BEGIN RECORDS FOR THIS EXERCISE

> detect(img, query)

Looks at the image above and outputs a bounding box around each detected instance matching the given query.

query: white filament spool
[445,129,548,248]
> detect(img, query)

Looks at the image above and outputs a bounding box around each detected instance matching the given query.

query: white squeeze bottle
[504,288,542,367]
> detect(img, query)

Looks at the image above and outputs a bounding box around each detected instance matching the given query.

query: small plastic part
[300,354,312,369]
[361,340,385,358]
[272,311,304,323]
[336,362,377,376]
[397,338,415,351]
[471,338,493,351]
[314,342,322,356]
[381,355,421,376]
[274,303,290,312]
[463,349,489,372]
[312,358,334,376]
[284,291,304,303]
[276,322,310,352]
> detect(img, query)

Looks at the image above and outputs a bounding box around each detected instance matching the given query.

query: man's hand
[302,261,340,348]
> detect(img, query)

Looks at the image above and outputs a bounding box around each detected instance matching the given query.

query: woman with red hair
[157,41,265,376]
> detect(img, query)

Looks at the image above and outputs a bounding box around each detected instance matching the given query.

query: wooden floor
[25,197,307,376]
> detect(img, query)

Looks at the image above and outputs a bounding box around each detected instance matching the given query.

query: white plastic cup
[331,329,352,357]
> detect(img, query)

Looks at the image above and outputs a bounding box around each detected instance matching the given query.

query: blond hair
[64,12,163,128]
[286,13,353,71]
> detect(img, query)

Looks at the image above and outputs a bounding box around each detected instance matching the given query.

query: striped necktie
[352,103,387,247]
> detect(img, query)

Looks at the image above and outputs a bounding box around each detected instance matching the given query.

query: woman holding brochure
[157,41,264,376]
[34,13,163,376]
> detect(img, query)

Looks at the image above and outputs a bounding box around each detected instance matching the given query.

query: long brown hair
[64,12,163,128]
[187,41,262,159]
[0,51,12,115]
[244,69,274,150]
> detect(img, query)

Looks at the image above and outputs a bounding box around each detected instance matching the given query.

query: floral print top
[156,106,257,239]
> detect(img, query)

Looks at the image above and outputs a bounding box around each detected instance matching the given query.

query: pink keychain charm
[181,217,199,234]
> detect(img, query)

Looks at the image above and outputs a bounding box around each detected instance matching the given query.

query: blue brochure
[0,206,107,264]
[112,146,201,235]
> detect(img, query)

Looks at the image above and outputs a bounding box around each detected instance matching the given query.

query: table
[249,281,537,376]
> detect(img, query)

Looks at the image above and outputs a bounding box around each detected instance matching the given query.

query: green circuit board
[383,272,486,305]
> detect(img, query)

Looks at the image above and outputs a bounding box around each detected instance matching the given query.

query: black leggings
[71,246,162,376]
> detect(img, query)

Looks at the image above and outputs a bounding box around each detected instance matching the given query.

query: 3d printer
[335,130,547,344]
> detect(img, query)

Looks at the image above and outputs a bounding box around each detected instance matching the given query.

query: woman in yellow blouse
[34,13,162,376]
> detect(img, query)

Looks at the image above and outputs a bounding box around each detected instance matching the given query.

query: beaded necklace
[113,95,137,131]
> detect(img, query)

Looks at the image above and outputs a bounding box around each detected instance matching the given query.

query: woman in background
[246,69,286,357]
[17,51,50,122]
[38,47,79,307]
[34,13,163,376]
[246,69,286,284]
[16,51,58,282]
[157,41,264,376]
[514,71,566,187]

END RECORDS FOR THIS EXERCISE

_AIM_: Please copy out every one of the entries above word for word, from the first to the last.

_EXERCISE ANSWER_:
> detect(img, query)

Looks at the image above and outputs a bounding box around each detected instance matching the given query.

query: white filament spool
[445,129,548,248]
> detect(img, query)

Looks at the image above and outputs a bounding box around each detected instance matching the given query.

query: white squeeze bottle
[504,288,542,367]
> detect(img, query)

Looks at the image above and outputs a bounding box around each detected instance matching the given query.

query: small plastic part
[300,354,312,369]
[361,340,385,358]
[272,311,304,323]
[336,362,377,376]
[397,338,415,351]
[471,338,493,351]
[314,342,322,356]
[381,355,421,376]
[274,303,290,312]
[463,349,489,372]
[312,358,334,376]
[284,291,304,303]
[276,322,310,352]
> detect(img, query)

Looks at the image above and outputs a bounding box around each detected instance matching the given query.

query: man's hand
[302,261,340,348]
> detect(img, query)

Looks at the image above and outputs a bounding box around each detected instance matching the given query.

query: woman with red hair
[157,41,265,376]
> detect(img, query)

Looks at the image above and outputs a bounding box around each detected instance matching the given query.

query: wooden floor
[25,197,307,376]
> detect(img, query)

Looks at the image above and outputs a bounding box around each detected instance matching the given query.

query: white plastic cup
[331,329,352,357]
> detect(img, query)

Looks at the image above and outputs a bounding box around each detected instance matching the given query.

query: blond hair
[64,12,163,128]
[286,13,353,71]
> detect(img, query)

Looks at the image above and outputs a bounding box around each detected instance matching the given query.

query: striped necktie
[352,103,387,247]
> detect(img, query)

Looks at the image above and outputs a bounding box around each detected instance matching the given query.

query: woman holding brochure
[157,41,264,376]
[34,13,163,376]
> detect(img, query)

Looks at the image above and outputs a bounding box around each detected instance matching the given query.

query: long brown hair
[64,12,163,128]
[187,41,262,159]
[0,51,12,115]
[244,69,274,150]
> detect(img, query)

Looks at the image above and outputs a bounding box around each detected instance matching the given query.

query: floral print top
[156,106,257,239]
> detect(img, query)

Looks at the image above and outputs a bounding box around each detected instance matching the given query.

query: pink keychain charm
[181,217,199,234]
> detect(img, query)

Looks at the image above and outputs a bounding box around each detected instance matching the given query.

query: blue brochure
[0,206,107,264]
[112,146,201,235]
> detect(img, query)

Looks at the image above and outputs a bounding box around each detected instance matching the given query.

query: table
[249,281,537,376]
> detect(img, query)

Looks at the image above and outputs a bounding box around each detected instance matching the given query.

query: green circuit board
[383,272,486,305]
> detect(img, query)

Looks at the image above and outputs a bounding box around each detected instance matching the given query.

query: black leggings
[71,246,162,376]
> detect(img, query)

Looks at the image above and outputs a bounding box around each detected instance matching the given query.

query: 3d printer
[335,130,547,344]
> detect(img, query)

Looks at the image above and outputs a bounding box around each detected instance matching the given query.

query: woman in yellow blouse
[34,13,162,376]
> detect(img, query)

Looks at the image above and outputs a bounding box around each detected instance matching the given query.

query: beaded necklace
[113,95,137,131]
> detect(img, query)

Looks at the image above and outputs a bounding box around each detected instance matching the given query.

query: woman in background
[246,69,286,357]
[17,51,50,122]
[38,47,79,307]
[34,13,163,376]
[246,69,286,284]
[16,51,58,282]
[157,41,264,376]
[514,71,566,187]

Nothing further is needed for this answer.